>> Begin Excerpted records

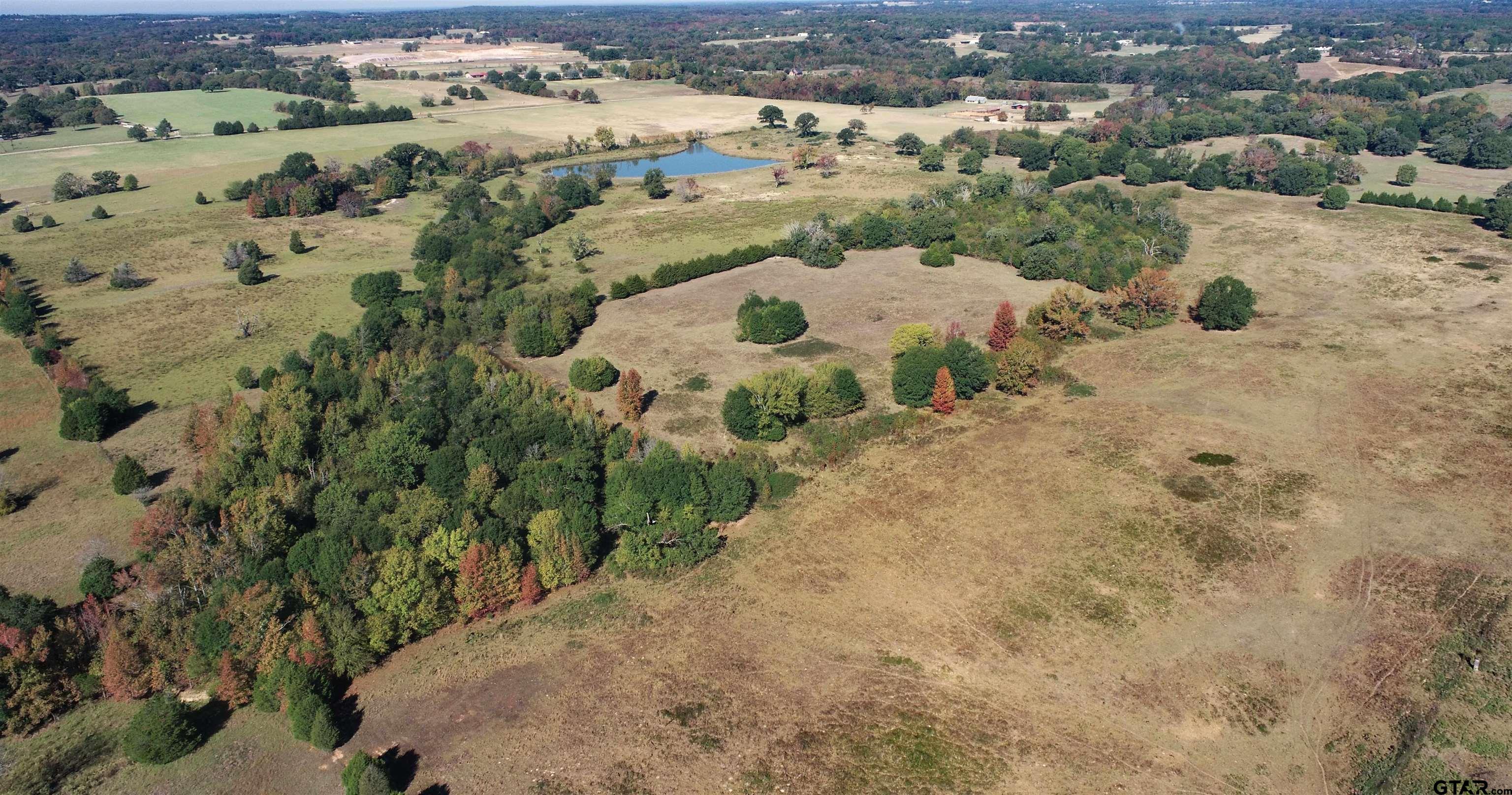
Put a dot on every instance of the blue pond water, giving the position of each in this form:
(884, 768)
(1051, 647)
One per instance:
(696, 159)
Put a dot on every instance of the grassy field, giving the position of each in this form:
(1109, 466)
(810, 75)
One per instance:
(1434, 179)
(1499, 96)
(68, 513)
(194, 112)
(853, 310)
(71, 137)
(1032, 591)
(208, 164)
(1042, 588)
(173, 342)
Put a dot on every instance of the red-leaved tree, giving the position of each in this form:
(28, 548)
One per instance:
(631, 395)
(233, 682)
(487, 580)
(530, 585)
(944, 399)
(122, 672)
(1005, 327)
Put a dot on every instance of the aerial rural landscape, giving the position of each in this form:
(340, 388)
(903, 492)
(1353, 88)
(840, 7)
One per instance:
(906, 398)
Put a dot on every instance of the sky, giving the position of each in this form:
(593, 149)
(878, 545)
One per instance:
(189, 8)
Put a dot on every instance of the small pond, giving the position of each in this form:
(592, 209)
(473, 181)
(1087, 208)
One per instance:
(696, 159)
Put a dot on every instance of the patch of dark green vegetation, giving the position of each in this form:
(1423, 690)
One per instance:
(782, 484)
(806, 348)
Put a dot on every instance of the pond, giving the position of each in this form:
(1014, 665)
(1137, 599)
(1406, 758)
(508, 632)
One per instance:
(696, 159)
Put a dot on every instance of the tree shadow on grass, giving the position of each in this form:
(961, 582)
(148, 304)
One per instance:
(401, 767)
(161, 477)
(348, 718)
(29, 495)
(211, 717)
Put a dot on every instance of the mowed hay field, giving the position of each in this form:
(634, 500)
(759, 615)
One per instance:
(1047, 590)
(209, 162)
(173, 342)
(689, 330)
(195, 112)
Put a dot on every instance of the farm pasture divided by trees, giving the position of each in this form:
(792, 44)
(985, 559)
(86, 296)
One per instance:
(380, 436)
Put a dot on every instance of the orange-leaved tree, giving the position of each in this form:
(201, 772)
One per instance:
(631, 397)
(944, 399)
(1005, 327)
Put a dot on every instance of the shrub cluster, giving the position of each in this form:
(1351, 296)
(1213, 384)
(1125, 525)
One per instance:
(915, 371)
(592, 374)
(669, 274)
(767, 404)
(769, 321)
(1463, 206)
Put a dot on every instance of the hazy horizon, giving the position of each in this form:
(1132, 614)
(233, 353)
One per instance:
(243, 6)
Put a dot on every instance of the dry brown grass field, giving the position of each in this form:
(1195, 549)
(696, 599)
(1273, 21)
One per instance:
(1434, 179)
(1035, 594)
(852, 312)
(1332, 68)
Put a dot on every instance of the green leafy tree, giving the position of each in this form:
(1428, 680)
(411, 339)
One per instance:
(1336, 197)
(970, 162)
(740, 413)
(832, 392)
(592, 374)
(99, 578)
(938, 256)
(250, 273)
(1227, 305)
(129, 477)
(932, 158)
(161, 732)
(324, 734)
(908, 144)
(806, 123)
(655, 183)
(1205, 176)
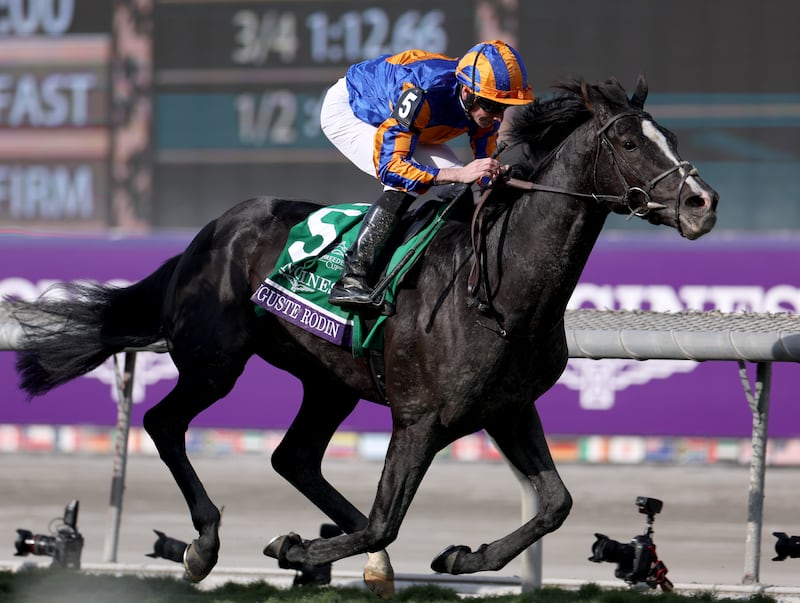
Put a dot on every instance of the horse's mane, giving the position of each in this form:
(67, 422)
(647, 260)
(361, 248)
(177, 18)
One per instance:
(540, 127)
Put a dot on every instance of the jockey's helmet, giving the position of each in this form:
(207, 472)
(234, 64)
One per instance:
(494, 70)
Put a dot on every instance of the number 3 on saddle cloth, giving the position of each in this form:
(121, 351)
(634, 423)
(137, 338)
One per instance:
(297, 289)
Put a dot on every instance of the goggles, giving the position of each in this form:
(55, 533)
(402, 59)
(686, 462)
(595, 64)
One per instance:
(490, 106)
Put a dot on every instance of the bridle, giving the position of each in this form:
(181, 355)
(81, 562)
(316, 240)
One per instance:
(636, 199)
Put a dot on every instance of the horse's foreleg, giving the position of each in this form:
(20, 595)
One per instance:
(411, 451)
(166, 423)
(522, 441)
(298, 459)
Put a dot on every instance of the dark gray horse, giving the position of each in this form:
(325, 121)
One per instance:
(450, 369)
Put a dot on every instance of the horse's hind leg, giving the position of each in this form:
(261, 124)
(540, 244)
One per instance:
(411, 451)
(521, 439)
(167, 423)
(299, 456)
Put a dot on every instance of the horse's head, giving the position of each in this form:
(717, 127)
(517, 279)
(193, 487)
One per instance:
(638, 160)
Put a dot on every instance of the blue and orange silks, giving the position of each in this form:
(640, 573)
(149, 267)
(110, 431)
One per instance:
(376, 85)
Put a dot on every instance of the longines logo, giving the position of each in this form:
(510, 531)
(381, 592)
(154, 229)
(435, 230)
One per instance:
(596, 381)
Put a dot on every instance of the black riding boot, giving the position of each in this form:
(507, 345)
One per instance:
(353, 290)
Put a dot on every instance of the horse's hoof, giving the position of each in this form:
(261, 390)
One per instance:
(278, 547)
(380, 584)
(446, 562)
(196, 566)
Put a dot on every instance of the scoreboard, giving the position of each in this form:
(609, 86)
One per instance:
(138, 114)
(238, 87)
(54, 112)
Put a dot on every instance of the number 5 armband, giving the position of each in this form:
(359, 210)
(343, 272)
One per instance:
(405, 111)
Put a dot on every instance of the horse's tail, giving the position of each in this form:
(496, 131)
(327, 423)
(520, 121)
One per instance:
(69, 334)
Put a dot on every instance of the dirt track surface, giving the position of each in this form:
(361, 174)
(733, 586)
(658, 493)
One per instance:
(700, 534)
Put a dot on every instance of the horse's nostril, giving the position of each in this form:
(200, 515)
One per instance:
(696, 202)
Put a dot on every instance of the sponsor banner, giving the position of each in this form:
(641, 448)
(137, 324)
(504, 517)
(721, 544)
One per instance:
(594, 397)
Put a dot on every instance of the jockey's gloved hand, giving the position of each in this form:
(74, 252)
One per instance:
(452, 191)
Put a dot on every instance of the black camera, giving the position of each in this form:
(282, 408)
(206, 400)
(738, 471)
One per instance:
(787, 546)
(637, 560)
(64, 545)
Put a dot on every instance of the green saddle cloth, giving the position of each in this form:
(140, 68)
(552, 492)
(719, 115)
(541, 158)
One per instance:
(297, 289)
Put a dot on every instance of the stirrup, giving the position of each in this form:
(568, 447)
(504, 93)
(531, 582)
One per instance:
(359, 301)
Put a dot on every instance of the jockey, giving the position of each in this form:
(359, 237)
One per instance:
(391, 116)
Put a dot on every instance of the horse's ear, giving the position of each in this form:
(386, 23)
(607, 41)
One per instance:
(640, 94)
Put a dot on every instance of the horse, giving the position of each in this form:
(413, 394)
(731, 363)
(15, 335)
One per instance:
(452, 366)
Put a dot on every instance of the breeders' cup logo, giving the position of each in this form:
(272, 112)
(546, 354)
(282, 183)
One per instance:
(150, 368)
(598, 381)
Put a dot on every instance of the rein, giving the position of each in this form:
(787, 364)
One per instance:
(636, 199)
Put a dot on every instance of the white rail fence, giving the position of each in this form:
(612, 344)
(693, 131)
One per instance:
(745, 338)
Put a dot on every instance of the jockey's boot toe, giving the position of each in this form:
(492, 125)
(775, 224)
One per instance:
(351, 293)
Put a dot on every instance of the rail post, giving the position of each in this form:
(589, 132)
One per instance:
(124, 383)
(758, 399)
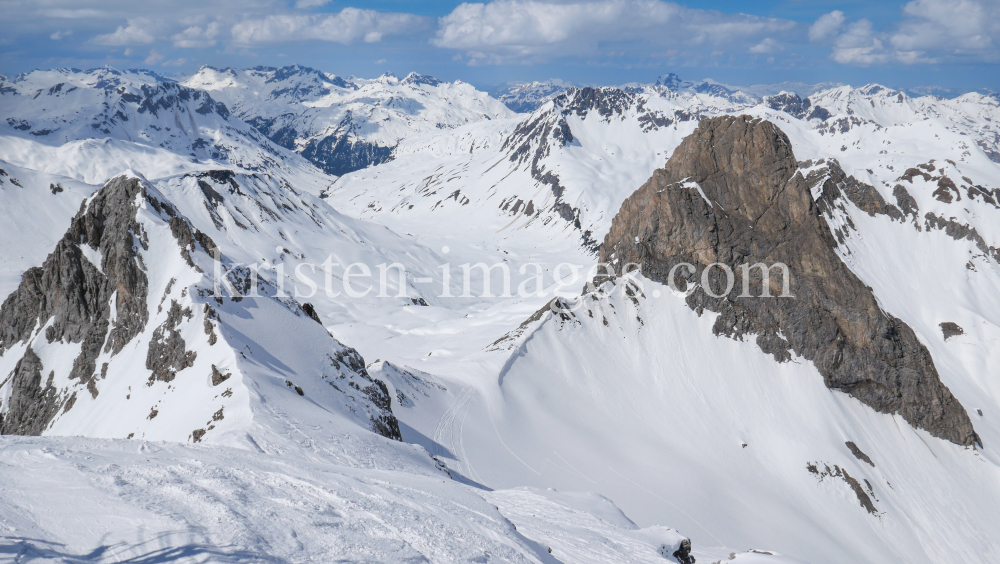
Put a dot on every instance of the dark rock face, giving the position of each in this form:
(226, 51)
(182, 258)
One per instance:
(683, 553)
(762, 210)
(951, 329)
(341, 154)
(76, 296)
(167, 355)
(32, 405)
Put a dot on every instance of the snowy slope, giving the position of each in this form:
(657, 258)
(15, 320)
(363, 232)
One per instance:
(650, 410)
(558, 174)
(526, 97)
(64, 105)
(343, 124)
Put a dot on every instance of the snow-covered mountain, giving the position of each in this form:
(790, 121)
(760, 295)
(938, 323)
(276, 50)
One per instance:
(340, 124)
(525, 97)
(854, 422)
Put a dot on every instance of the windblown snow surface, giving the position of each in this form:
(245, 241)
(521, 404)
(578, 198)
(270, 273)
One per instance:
(611, 432)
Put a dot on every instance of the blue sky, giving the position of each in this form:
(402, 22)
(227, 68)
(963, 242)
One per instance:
(951, 45)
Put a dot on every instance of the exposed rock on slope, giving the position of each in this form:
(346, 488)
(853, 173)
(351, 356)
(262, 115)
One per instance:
(80, 338)
(750, 204)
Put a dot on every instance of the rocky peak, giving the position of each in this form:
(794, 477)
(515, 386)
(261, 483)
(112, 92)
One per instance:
(731, 193)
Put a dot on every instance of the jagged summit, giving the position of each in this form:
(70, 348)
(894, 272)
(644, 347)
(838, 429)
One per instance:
(124, 317)
(344, 125)
(732, 193)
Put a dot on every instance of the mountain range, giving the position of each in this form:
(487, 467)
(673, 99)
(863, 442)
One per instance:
(175, 383)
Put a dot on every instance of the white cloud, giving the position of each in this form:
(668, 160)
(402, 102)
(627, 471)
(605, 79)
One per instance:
(827, 26)
(133, 34)
(348, 26)
(513, 29)
(931, 31)
(154, 57)
(306, 4)
(767, 46)
(196, 36)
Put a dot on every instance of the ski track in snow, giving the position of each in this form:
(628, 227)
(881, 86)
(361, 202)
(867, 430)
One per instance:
(659, 417)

>> End Excerpted records

▸ Given problem: Starting with the line that contains "Put a dot on every instance of the blue sky, giving", repeat each line through the last one exactly as it appears. Include both ends and nothing more.

▸ Task answer:
Put a dot on every instance of the blue sky, giving the position of each in this form:
(402, 22)
(227, 68)
(963, 242)
One per instance:
(951, 45)
Put a dot on every instance of the exposed rock on slope, giving the position of each in this form:
(346, 488)
(853, 173)
(351, 356)
(262, 115)
One per instance:
(80, 338)
(750, 204)
Put a dot on every instance of the rocky peak, giving the position of each in this form:
(794, 477)
(515, 386)
(261, 483)
(112, 92)
One per instance:
(731, 193)
Put a dot on every instance of the jagged summit, giving the position of each in this form:
(70, 348)
(894, 272)
(644, 347)
(838, 429)
One per instance:
(124, 317)
(344, 125)
(732, 193)
Put a dot on every instance of the mountain range, giving the position of each in this form:
(487, 467)
(673, 99)
(863, 442)
One per instance:
(175, 383)
Put a dot on every instance of the white cloud, giving the position of each in this form:
(668, 160)
(402, 102)
(627, 471)
(605, 79)
One per instance:
(827, 26)
(133, 34)
(348, 26)
(513, 29)
(931, 31)
(154, 57)
(306, 4)
(767, 46)
(196, 36)
Put a dot on every instance of the ski track in snow, giving the position of each in this form:
(628, 227)
(881, 86)
(361, 202)
(867, 430)
One per instance:
(659, 417)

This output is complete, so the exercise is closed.